→ **TASK REQUIREMENTS**: Retype the entries in full, exactly.

→ **DATA**:
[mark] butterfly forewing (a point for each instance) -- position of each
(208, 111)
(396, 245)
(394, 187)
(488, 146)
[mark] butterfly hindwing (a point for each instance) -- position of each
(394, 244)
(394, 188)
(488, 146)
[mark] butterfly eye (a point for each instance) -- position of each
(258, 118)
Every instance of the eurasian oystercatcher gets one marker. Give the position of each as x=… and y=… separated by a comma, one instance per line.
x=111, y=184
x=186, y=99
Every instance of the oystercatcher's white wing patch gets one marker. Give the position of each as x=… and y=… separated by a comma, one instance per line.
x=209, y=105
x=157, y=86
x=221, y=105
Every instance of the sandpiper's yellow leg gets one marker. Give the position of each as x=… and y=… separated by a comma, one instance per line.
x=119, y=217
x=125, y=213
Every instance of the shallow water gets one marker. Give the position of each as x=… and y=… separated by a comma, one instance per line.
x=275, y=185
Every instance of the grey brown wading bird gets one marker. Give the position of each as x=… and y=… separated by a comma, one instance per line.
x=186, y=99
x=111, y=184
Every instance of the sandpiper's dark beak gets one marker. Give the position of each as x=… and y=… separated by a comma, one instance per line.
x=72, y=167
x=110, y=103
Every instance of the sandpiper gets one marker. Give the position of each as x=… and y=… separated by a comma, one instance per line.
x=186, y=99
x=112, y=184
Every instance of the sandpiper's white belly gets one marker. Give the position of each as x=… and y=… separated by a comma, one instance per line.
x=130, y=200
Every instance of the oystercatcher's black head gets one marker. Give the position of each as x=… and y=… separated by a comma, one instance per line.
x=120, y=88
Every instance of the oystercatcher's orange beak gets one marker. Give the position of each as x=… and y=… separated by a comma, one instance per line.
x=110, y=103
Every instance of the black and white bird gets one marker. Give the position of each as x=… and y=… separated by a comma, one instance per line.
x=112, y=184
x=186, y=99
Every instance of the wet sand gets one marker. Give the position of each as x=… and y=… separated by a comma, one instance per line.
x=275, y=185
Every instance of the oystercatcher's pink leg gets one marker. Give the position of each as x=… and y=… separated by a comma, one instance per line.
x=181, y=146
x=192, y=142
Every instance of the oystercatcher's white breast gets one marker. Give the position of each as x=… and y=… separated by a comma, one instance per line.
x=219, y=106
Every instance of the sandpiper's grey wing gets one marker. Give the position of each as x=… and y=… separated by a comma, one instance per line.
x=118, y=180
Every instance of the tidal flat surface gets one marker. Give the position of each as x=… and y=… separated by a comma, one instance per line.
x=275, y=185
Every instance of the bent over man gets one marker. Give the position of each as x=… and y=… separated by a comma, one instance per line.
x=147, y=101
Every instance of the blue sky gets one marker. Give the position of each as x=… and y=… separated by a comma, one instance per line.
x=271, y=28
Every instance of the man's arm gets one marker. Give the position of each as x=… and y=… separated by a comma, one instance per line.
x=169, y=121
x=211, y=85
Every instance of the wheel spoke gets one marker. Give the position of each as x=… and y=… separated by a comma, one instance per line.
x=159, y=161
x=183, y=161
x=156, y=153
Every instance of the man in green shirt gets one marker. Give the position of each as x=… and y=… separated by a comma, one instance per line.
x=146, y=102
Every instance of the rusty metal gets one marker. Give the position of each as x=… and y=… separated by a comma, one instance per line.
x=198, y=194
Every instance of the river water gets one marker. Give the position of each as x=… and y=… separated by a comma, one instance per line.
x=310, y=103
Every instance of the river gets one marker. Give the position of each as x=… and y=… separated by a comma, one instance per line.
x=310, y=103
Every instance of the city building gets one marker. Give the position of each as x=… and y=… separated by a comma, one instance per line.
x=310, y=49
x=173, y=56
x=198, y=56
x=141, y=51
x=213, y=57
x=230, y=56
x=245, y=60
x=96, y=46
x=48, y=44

→ **PROBLEM SOLUTION**:
[mark] butterfly forewing (a point for each instance) -- position of each
(208, 111)
(396, 245)
(394, 187)
(488, 146)
[mark] butterfly hindwing (a point for each instance) -- position of each
(394, 244)
(394, 188)
(488, 146)
[mark] butterfly eye (a point for each instance) -- position of each
(258, 118)
Every instance of the eurasian oystercatcher gets one marker. Give the position of each as x=… and y=… separated by a comma, one instance per line.
x=111, y=184
x=186, y=99
Every instance of the oystercatcher's white wing patch gets one marker. Give the position of each as x=… and y=… separated by a comma, one instance per line.
x=209, y=105
x=157, y=86
x=221, y=105
Every instance of the sandpiper's yellow leg gets one marker. Give the position of each as x=… and y=… separated by a comma, one instance per line.
x=119, y=217
x=125, y=213
Every instance of the shallow water gets one marker. Give the position of each as x=… and y=… separated by a comma, one instance per line.
x=275, y=185
Every instance of the grey brown wading bird gets one marker. Give the position of each as x=… and y=… separated by a comma, one instance per line.
x=186, y=99
x=111, y=184
Every instance of the sandpiper's dark beak gets one marker. Give the position of each as x=… and y=… separated by a comma, one instance per line.
x=72, y=167
x=110, y=103
Every instance of the sandpiper gets one marker. Give the position of each as x=… and y=… separated by a comma, one instance per line.
x=186, y=99
x=112, y=184
Every instance of the sandpiper's white belly gets one marker. Give the position of each as x=… and y=… separated by a comma, one instance per line.
x=130, y=200
Every instance of the oystercatcher's black head gets one marker. Give the position of each as x=… and y=… separated by a comma, one instance per line.
x=120, y=88
Every instance of the oystercatcher's orange beak gets one marker. Give the position of each as x=… and y=… separated by a comma, one instance per line.
x=110, y=103
Every instance of the black and white bird gets one marker. Give the position of each as x=… and y=… separated by a comma, one instance per line.
x=112, y=184
x=186, y=99
Every instance of the wet sand gets one marker. Give the position of each as x=… and y=… separated by a comma, one instance per line.
x=275, y=185
Every instance of the oystercatcher's pink leg gets one marker. Give the position of each as x=… and y=… separated by a comma, one instance per line.
x=181, y=146
x=192, y=142
Every instance of the oystercatcher's white breast gets one marker. Give the position of each as x=… and y=… separated by a comma, one instance per line.
x=219, y=106
Every instance of the sandpiper's grey wing gets one marker. Give the position of each as x=… and y=… separated by a comma, one instance per line.
x=118, y=180
Every instance of the tidal flat surface gets one marker. Give the position of each as x=… and y=… separated by a comma, one instance per line.
x=275, y=185
Every instance of the bent over man gets one marker. Give the position of each as x=… and y=… separated by a comma, one instance per line.
x=147, y=101
Every instance of the blue sky gets one marker. Give the position of each as x=… and y=… separated by a comma, one instance per line.
x=271, y=28
Every instance of the man's arm gets one marker. Give the position of each as x=… and y=… separated by a comma, one instance per line.
x=169, y=121
x=211, y=85
Every instance of the wheel spoke gets one marker. Give the position of each as x=… and y=… separated by a comma, one instance per line.
x=159, y=161
x=183, y=161
x=156, y=153
Every instance of the man in green shirt gets one marker. Give the position of each as x=… and y=… separated by a comma, one instance per line.
x=146, y=102
Every instance of the rusty metal gets one marker. Give the position of each as x=… and y=… separated by a comma, one instance per line.
x=198, y=194
Every instance of the river water gets one marker. Give the position of each as x=… and y=… separated by a comma, one instance per line.
x=310, y=103
Every instance of the river gets one marker. Give the position of each as x=… and y=… separated by a comma, one instance per line.
x=310, y=103
Every instance of the city building gets one marker. Give the position of each as x=… and y=… separated by a comma, one instance per line.
x=310, y=49
x=173, y=56
x=198, y=56
x=141, y=51
x=213, y=57
x=230, y=56
x=245, y=60
x=96, y=46
x=48, y=44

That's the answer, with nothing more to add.